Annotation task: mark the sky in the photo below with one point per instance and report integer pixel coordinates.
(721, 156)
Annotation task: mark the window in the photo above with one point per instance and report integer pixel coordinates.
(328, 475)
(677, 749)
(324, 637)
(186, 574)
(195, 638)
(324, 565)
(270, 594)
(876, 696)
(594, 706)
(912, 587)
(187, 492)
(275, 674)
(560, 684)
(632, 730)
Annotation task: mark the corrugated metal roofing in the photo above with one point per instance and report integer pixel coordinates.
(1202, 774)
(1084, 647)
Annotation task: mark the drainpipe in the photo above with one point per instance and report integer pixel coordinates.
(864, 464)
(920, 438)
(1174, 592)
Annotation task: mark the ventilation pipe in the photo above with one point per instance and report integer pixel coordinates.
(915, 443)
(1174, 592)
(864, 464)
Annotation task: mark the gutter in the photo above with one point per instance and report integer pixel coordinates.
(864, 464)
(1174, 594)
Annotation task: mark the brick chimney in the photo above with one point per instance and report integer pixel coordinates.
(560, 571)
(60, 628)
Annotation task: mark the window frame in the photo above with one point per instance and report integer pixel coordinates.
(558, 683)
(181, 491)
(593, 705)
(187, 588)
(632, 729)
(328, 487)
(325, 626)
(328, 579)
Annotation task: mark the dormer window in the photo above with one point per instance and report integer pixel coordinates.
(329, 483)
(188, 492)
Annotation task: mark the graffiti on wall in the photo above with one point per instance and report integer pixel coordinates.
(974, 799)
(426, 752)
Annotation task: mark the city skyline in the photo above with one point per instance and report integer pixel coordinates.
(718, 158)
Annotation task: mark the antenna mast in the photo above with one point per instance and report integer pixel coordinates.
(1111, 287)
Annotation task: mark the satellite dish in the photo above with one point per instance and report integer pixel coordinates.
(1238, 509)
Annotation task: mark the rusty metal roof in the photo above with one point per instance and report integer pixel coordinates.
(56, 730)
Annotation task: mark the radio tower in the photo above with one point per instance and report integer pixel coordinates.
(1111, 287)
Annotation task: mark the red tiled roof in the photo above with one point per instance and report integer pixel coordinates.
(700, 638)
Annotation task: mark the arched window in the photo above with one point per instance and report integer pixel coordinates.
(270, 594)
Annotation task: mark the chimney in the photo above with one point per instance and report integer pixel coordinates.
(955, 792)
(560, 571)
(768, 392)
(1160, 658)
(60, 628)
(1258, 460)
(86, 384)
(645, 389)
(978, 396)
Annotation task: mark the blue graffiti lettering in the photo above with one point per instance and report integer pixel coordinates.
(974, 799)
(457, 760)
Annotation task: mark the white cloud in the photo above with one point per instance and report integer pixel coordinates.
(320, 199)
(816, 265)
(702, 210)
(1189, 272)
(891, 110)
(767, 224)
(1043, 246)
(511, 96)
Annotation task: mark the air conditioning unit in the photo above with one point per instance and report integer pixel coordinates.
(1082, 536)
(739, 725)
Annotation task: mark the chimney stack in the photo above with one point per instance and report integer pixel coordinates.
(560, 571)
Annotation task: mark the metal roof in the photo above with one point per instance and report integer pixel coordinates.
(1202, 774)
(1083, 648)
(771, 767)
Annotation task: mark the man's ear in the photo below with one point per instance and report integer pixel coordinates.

## WHAT IS EXPECTED
Would you quote, exactly and only, the lines from the one containing "Annotation task: mark the satellite" to the end of the entries?

## CORRECT RESULT
Annotation task: mark the satellite dish in the photo above with one point per instance and report integer pixel coordinates.
(1238, 509)
Annotation task: mark the rusty metal roof in the photo above with one point per instance and report integer pixel coordinates.
(56, 730)
Annotation task: mark the radio tower in the photo above with one point per instance and report integer pixel coordinates.
(1111, 287)
Annotation task: mark the red tiled roof in the photo above with one point per instance and report integer pixel coordinates.
(700, 638)
Annotation task: mark the arched window in the photo above with one point per instance and report integer pixel coordinates.
(270, 594)
Annotation task: mark the chimney in the photo above with one point per instance and report integer pixel coordinates.
(955, 792)
(560, 571)
(768, 392)
(1160, 658)
(60, 628)
(1258, 460)
(86, 384)
(645, 389)
(978, 396)
Annotation task: mark the blue graffiti lettering in the photo above with one point per instance and report integer pixel coordinates.
(974, 799)
(457, 760)
Annotation task: mark the white cloud in the photo above with one point per instance and report integer pixel coordinates.
(320, 199)
(816, 265)
(702, 210)
(1189, 272)
(891, 110)
(767, 224)
(1043, 246)
(511, 96)
Annotation task: mark the air conditioning unit in the photo above with one point per instance and report integer pixel coordinates.
(1082, 536)
(739, 725)
Annotation task: mark the chimney stack in the photo above with one point per instance and report integer pixel coordinates.
(560, 571)
Annotation task: mark the metal roof in the photo above with one point per instance and report integer pixel coordinates.
(1202, 774)
(1083, 648)
(771, 767)
Annotation task: mark the man's ear in the photo below with one point per instance and report integer pixel coordinates.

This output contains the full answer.